## Problem description:
Whatever appears in the records, write it out again exactly.

## Data:
-*-*-

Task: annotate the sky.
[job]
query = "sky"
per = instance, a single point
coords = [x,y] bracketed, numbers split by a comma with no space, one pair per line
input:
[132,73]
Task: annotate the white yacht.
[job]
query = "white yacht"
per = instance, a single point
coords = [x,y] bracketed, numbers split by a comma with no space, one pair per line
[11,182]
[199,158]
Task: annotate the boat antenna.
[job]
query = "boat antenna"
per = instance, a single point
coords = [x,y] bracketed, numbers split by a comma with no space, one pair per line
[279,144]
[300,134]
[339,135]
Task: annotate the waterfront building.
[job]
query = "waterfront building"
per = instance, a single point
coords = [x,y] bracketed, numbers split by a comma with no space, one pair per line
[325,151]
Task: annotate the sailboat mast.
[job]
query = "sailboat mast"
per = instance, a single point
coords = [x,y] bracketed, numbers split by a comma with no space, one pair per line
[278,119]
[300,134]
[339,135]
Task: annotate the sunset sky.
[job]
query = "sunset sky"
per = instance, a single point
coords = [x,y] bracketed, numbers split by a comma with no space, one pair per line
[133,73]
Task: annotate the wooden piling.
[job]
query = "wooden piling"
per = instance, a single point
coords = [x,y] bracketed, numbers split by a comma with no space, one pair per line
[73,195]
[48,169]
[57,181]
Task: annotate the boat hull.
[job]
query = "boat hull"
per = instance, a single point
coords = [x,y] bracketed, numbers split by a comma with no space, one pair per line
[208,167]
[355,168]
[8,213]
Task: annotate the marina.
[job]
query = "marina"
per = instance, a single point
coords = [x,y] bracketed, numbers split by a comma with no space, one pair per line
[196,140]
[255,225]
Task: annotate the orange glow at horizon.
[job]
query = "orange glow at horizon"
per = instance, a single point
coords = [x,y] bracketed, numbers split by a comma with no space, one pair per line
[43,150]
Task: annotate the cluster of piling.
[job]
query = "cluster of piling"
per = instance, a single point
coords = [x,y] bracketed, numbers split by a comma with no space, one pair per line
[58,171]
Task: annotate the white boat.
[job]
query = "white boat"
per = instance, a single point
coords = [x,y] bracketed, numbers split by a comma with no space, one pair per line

-*-*-

## Result for this exercise:
Task: annotate the sky.
[job]
query = "sky"
per = instance, a single point
coords = [x,y] bracketed, numbers split by a comma with no space, one pair per line
input:
[132,73]
Task: annotate the white yacht.
[job]
query = "white yacht"
per = instance, a single point
coords = [x,y] bracketed, numbers split by a comma with no space, one pair per line
[11,182]
[199,158]
Task: annotate the boat antenna.
[job]
query = "boat antenna"
per = instance, a single point
coords = [x,y] bracketed, numbers split by a comma with no space, one pair per line
[279,144]
[300,134]
[339,135]
Task: annotate the waterfront building.
[job]
query = "waterfront building"
per = instance, a single point
coords = [x,y] bracketed, numbers split by a comma with no space, one pair per line
[325,151]
Task: annotate the sailboat mast.
[job]
query = "sailboat mast"
per = instance, a single point
coords = [x,y] bracketed, numbers split by a comma with no space, one pair per line
[278,119]
[300,134]
[339,135]
Task: annotate the sunset sky.
[job]
query = "sunset sky"
per = instance, a single point
coords = [x,y] bracketed, numbers split by a comma with no space, one pair per line
[133,73]
Task: annotate the wooden piling.
[job]
query = "wooden piling"
per = instance, a single point
coords = [x,y] bracketed, numbers split by a comma with no space, one pair per line
[73,195]
[48,169]
[57,181]
Task: annotate the boat hull.
[job]
query = "boat hull"
per = instance, a single point
coords = [x,y] bracketed, numbers split by a comma with no space, one pair per line
[208,167]
[355,168]
[8,213]
Task: annotate the marina.
[job]
query = "marina"
per = instance, a single point
coords = [x,y] bracketed, numbers split by a comma with no space, one pair per line
[196,140]
[255,225]
Task: annotate the orange glow at horizon.
[job]
query = "orange glow at horizon"
per = instance, a single point
coords = [x,y] bracketed, numbers split by a comma with no space, one pair per line
[43,150]
Task: annotate the cluster of piling.
[job]
query = "cluster of piling"
per = instance, a single point
coords = [x,y] bracketed, numbers split by a comma with no space, one pair per line
[58,171]
Task: annotate the white boat.
[job]
query = "white boat"
per = instance, a single point
coords = [x,y] bracketed, numbers split by a comma with no space, one pair per line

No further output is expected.